## BEGIN
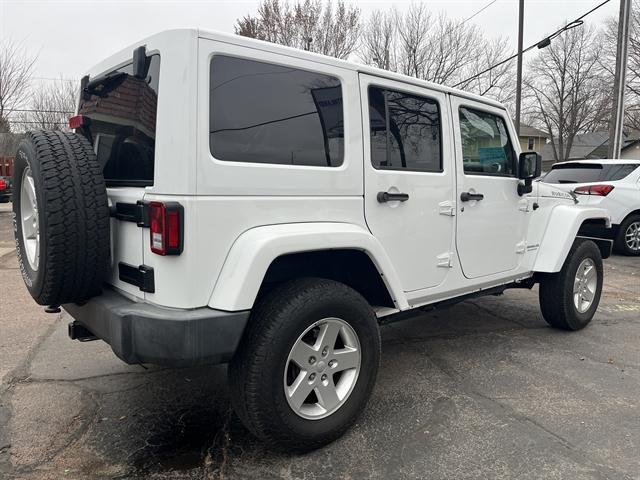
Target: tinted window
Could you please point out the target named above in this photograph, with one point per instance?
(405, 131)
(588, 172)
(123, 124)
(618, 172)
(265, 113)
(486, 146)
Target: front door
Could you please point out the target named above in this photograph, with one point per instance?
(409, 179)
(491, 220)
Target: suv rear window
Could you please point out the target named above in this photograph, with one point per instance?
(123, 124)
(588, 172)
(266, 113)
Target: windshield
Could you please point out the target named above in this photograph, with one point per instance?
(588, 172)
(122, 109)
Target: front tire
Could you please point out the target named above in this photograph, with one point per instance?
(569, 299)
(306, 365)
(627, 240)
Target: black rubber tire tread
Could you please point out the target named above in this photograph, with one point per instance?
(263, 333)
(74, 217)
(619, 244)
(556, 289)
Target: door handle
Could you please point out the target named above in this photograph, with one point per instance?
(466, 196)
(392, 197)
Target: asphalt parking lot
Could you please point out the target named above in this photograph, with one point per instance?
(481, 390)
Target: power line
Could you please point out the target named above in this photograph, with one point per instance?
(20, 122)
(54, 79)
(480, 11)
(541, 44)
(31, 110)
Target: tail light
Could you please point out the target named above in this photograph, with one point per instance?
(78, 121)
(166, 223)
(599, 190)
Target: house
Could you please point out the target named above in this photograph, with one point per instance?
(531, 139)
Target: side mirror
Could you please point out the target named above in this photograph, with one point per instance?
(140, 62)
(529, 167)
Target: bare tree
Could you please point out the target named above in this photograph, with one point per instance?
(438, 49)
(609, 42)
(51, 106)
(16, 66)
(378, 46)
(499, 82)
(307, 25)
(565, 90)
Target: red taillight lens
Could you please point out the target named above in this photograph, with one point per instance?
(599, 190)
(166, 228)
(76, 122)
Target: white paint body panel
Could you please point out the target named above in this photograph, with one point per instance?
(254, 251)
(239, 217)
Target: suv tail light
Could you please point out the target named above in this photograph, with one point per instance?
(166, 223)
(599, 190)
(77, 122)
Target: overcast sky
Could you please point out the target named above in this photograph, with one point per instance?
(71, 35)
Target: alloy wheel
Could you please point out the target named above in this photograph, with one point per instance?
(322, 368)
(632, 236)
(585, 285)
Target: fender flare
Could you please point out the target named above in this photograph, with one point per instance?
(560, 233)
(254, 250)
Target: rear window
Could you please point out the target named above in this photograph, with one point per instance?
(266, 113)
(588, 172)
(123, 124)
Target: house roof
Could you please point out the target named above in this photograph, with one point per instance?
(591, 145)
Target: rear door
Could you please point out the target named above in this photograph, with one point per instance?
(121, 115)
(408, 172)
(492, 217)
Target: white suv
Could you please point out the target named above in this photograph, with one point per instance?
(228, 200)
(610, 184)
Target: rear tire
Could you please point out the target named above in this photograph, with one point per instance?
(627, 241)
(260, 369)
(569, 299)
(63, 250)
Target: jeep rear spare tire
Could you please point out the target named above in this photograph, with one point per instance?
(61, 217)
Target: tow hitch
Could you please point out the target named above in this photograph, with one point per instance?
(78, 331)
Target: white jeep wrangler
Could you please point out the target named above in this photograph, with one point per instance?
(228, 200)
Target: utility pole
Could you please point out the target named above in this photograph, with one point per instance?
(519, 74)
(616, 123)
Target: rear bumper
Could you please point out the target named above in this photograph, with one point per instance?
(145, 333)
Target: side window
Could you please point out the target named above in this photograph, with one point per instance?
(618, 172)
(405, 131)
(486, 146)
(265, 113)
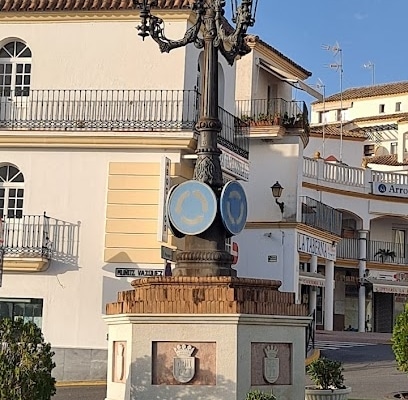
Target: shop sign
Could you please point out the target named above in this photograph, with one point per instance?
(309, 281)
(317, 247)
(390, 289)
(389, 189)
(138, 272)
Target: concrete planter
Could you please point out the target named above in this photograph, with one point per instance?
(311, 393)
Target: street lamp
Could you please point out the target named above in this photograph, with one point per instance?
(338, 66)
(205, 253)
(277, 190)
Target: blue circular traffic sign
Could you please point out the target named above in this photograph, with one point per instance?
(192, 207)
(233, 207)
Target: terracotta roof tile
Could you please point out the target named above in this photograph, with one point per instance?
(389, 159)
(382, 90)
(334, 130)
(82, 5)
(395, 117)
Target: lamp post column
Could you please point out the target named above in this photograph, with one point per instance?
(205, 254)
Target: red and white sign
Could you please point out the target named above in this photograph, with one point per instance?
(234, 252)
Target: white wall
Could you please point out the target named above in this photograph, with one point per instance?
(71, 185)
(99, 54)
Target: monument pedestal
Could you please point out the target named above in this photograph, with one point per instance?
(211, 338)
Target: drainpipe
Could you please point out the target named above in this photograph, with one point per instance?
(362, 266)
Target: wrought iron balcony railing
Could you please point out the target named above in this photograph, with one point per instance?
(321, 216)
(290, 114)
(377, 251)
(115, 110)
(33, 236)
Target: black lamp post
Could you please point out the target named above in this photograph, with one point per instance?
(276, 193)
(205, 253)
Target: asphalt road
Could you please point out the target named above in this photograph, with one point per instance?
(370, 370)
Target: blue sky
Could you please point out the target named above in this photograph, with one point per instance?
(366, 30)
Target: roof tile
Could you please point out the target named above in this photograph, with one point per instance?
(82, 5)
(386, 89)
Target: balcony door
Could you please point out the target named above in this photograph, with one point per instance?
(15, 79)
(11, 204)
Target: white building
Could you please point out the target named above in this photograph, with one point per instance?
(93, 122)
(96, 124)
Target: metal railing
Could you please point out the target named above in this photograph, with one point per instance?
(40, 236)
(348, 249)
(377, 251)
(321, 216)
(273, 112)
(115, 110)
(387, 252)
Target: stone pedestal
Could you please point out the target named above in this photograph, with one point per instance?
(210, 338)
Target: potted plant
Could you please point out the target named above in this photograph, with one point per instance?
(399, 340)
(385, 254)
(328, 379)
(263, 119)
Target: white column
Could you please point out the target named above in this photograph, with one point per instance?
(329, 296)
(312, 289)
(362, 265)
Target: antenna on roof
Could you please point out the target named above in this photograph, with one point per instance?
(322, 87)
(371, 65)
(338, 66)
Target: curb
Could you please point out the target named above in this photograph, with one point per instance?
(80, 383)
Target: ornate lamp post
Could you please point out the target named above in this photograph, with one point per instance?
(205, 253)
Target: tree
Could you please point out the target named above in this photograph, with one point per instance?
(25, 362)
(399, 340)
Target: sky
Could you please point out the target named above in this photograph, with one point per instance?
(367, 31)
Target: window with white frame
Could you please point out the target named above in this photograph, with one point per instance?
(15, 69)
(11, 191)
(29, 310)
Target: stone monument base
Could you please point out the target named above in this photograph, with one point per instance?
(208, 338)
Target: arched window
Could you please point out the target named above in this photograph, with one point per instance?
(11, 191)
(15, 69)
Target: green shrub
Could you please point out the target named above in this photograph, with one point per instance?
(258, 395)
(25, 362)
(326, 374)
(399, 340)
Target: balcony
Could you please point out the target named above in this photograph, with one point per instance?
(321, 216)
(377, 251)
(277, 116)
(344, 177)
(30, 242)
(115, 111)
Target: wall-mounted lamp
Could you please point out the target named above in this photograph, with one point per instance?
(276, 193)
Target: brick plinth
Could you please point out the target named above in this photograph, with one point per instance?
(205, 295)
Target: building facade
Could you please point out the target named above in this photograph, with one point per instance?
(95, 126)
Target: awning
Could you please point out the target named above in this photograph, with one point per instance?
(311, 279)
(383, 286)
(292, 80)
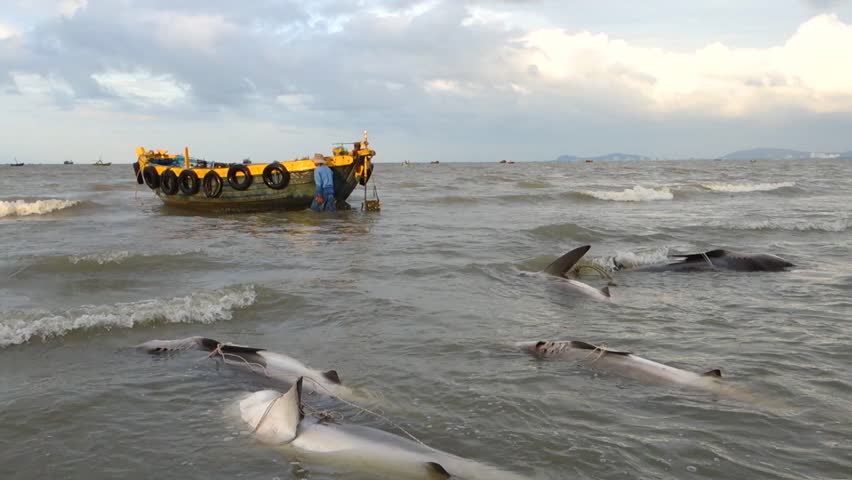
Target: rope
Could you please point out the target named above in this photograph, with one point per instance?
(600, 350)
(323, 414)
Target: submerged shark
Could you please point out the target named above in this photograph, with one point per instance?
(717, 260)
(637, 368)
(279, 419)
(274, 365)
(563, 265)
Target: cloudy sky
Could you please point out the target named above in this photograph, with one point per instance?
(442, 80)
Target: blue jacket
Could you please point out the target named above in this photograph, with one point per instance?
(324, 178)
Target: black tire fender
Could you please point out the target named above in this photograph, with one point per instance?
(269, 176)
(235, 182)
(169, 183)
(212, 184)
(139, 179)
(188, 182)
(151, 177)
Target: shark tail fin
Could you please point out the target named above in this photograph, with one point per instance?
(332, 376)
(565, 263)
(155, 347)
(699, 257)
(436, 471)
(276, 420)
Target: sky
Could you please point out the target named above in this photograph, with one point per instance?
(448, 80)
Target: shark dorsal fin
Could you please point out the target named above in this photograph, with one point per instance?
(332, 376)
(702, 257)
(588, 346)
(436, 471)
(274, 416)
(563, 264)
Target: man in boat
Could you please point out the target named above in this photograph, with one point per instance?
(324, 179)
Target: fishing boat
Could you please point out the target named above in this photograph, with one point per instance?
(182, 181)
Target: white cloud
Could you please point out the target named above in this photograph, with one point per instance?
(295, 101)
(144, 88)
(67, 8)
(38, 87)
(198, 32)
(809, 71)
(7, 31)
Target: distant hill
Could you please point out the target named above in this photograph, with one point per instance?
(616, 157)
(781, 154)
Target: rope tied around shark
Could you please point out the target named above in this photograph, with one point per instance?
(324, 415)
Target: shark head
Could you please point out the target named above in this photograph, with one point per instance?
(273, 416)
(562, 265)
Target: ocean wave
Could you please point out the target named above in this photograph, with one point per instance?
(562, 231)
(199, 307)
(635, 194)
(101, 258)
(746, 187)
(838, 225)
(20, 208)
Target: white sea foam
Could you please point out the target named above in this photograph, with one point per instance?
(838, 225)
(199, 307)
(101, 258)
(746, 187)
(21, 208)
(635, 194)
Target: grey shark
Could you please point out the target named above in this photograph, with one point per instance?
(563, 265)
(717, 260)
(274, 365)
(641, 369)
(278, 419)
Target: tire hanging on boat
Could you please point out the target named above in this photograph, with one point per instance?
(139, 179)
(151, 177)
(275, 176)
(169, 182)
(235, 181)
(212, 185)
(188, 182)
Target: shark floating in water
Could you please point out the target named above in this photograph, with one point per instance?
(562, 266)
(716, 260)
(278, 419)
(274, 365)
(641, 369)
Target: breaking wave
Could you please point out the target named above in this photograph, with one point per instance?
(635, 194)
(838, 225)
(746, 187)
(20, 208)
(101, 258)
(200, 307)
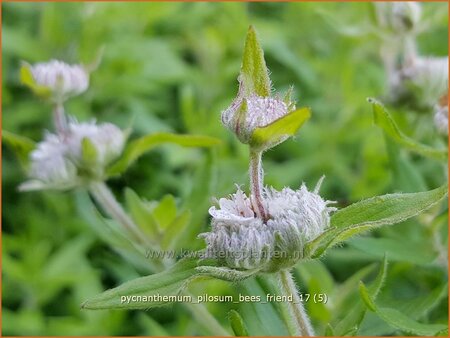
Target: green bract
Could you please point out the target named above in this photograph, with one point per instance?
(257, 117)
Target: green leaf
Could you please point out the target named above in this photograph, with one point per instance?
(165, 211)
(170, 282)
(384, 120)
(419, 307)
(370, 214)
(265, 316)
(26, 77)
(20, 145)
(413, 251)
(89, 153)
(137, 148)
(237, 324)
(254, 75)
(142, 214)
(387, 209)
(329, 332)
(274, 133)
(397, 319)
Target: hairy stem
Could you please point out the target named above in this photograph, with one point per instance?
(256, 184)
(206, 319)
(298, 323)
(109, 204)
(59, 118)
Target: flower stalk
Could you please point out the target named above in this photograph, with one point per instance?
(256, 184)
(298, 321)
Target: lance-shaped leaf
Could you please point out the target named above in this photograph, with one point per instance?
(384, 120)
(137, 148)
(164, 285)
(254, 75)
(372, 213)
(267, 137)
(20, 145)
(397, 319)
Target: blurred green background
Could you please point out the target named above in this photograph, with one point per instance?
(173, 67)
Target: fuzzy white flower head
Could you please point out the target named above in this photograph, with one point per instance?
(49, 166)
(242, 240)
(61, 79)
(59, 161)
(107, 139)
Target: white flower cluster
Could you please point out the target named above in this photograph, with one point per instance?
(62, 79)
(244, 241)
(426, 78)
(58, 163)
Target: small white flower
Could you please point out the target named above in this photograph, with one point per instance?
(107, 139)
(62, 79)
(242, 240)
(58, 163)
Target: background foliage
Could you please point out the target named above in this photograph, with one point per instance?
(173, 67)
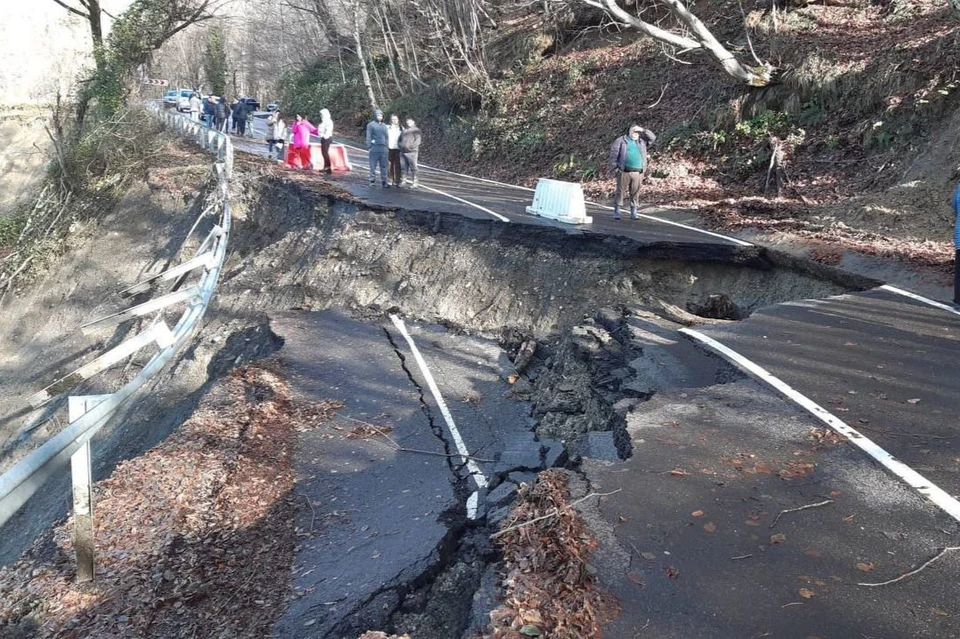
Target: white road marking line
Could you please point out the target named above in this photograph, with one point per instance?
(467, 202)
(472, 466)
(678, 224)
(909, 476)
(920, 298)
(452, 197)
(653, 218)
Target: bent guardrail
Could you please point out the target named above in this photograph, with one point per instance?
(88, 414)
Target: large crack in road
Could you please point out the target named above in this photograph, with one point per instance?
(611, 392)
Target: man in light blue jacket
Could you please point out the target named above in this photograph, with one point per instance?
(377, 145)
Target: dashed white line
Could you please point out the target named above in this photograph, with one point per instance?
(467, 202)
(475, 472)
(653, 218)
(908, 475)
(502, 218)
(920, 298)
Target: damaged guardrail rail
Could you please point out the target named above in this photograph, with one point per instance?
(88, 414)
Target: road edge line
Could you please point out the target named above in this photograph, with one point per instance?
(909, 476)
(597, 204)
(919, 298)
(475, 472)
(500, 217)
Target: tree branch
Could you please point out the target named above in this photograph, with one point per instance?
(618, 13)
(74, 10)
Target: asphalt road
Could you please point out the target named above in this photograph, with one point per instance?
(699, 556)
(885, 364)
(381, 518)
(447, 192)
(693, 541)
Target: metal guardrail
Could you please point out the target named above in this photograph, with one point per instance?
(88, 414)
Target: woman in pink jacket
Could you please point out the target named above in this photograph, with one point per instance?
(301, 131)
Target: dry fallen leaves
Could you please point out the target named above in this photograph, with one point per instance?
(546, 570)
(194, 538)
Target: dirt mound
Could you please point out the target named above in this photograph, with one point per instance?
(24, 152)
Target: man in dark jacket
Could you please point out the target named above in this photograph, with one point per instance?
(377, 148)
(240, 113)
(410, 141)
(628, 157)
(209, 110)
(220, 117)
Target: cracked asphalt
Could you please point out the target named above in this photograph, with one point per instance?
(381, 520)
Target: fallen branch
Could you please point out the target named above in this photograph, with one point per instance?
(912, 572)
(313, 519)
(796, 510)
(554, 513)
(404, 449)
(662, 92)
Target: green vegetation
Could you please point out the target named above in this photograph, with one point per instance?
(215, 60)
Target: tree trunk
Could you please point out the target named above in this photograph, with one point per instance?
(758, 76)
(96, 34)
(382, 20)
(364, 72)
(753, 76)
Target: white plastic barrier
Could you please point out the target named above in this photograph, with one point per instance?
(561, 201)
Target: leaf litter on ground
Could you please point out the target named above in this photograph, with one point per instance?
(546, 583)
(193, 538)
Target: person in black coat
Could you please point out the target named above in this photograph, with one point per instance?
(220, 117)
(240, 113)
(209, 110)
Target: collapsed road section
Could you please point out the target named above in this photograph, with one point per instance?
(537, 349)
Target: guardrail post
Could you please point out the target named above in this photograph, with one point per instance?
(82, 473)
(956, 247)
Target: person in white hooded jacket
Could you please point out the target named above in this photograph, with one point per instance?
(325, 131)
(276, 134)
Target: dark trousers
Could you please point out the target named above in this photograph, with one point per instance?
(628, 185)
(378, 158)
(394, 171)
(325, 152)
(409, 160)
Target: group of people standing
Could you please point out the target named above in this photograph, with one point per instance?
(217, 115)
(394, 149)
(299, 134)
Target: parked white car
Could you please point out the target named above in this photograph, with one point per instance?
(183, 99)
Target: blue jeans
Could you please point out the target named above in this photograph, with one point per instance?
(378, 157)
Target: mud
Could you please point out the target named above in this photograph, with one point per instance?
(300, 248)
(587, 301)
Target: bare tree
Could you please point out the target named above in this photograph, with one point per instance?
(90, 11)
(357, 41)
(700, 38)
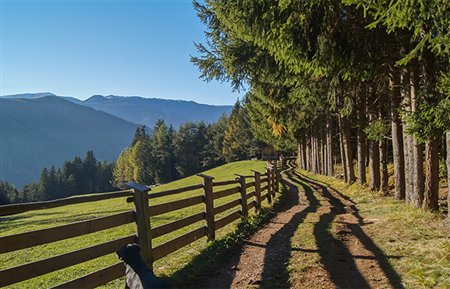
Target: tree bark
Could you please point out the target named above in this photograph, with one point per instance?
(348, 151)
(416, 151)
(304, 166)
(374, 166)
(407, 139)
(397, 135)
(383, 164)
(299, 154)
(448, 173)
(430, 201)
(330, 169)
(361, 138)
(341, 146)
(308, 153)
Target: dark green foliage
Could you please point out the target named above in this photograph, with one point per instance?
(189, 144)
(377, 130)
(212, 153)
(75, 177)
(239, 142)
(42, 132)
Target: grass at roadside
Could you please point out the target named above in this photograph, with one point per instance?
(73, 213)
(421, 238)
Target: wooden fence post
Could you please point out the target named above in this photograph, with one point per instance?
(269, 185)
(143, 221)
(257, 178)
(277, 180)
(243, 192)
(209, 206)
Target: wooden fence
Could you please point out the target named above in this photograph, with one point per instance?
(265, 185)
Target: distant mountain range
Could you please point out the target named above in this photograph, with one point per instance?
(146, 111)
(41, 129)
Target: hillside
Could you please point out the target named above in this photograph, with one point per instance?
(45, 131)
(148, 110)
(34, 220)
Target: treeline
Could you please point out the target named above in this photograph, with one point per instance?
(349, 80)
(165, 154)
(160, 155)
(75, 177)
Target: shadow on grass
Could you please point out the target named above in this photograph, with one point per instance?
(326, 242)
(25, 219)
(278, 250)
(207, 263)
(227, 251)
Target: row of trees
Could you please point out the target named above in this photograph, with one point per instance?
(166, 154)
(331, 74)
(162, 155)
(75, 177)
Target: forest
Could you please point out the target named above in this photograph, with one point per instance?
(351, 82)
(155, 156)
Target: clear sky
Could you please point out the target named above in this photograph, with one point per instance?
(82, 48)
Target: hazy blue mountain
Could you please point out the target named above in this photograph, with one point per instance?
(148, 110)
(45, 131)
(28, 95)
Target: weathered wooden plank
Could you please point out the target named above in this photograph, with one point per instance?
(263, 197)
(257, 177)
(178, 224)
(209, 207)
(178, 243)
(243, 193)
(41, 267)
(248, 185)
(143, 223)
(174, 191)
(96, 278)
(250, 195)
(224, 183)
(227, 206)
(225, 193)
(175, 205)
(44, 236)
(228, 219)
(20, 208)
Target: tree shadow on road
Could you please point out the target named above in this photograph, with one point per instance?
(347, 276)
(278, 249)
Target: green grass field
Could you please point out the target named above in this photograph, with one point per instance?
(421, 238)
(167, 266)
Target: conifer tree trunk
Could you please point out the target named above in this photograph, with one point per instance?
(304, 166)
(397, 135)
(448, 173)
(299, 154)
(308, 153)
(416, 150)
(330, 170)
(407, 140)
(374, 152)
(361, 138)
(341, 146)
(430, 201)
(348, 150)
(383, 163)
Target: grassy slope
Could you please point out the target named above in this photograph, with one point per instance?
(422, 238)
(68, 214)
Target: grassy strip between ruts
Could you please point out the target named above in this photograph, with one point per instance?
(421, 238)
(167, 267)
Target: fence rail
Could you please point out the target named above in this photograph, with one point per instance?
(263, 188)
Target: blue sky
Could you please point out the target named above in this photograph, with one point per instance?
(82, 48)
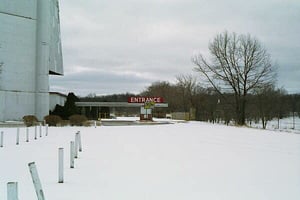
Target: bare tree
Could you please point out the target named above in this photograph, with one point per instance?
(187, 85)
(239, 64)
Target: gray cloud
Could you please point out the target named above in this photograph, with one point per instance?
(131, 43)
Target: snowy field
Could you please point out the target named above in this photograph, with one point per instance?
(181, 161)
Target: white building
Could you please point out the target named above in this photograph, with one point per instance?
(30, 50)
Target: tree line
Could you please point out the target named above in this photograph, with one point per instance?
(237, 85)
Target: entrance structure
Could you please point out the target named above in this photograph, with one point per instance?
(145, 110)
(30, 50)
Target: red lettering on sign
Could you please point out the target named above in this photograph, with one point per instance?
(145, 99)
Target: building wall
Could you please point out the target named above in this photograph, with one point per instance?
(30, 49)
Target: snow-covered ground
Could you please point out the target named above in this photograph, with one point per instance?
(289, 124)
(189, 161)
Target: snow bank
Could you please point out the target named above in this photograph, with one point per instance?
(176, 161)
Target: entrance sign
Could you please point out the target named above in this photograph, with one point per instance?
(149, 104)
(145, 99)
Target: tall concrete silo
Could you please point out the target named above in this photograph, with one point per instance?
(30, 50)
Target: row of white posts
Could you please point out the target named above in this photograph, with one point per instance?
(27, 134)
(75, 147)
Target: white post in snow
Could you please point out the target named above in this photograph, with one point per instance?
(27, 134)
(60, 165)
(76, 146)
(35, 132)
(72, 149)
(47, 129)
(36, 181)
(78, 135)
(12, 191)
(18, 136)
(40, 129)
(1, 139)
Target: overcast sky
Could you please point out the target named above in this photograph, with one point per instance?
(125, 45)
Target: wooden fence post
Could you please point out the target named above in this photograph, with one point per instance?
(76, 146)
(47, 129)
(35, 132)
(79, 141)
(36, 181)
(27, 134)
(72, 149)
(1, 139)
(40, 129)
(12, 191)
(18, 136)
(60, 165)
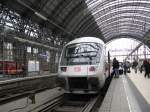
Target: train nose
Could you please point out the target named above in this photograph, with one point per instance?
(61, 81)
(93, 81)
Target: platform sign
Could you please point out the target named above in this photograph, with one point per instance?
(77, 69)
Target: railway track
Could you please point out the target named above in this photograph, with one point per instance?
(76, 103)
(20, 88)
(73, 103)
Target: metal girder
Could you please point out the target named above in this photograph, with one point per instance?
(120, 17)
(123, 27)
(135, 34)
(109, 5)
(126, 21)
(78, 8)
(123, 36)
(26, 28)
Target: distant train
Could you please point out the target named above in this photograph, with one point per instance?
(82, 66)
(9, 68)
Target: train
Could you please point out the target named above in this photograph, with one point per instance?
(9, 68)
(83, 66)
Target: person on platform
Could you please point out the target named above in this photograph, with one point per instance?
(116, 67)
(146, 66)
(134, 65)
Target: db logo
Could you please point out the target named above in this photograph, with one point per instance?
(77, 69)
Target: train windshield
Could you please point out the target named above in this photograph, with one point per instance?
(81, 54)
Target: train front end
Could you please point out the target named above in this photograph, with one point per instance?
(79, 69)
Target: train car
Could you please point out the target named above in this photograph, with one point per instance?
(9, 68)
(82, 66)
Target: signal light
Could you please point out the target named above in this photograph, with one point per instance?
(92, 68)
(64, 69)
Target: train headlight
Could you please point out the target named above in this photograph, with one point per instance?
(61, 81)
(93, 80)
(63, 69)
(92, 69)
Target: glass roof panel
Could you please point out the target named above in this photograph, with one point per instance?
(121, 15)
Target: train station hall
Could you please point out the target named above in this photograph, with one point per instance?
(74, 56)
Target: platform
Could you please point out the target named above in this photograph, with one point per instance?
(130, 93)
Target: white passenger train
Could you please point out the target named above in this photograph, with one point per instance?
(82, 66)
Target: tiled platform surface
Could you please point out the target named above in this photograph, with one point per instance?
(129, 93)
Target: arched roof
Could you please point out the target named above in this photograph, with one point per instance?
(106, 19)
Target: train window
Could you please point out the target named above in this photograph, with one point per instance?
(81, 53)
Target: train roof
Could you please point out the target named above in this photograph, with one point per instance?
## END
_CHALLENGE_
Look above for the line that holds "Target: train station hall", then copy it and each line after it exactly, through the last line of the data.

_TASK RESPONSE_
Target: train station hall
Could you please point out the target named above in this photograph, with one point per instance?
(74, 56)
Target: platform
Could you please point out the target named above in this photograph, with one point per instance?
(130, 93)
Target: white passenger train
Could you please point out the target named above in this photograph, with one point per instance?
(82, 66)
Target: tiled platform surface
Could you please point out the target named above in this photograph, with one point per instance?
(129, 93)
Target: arched roof
Could you please point out the target named above in this photograph, with one point per instance?
(106, 19)
Target: train window
Could you please point out the target named above in this photograph, with one point per instance?
(81, 53)
Target: train roof
Could you please point out the target named above in this photograph, with one point per instance?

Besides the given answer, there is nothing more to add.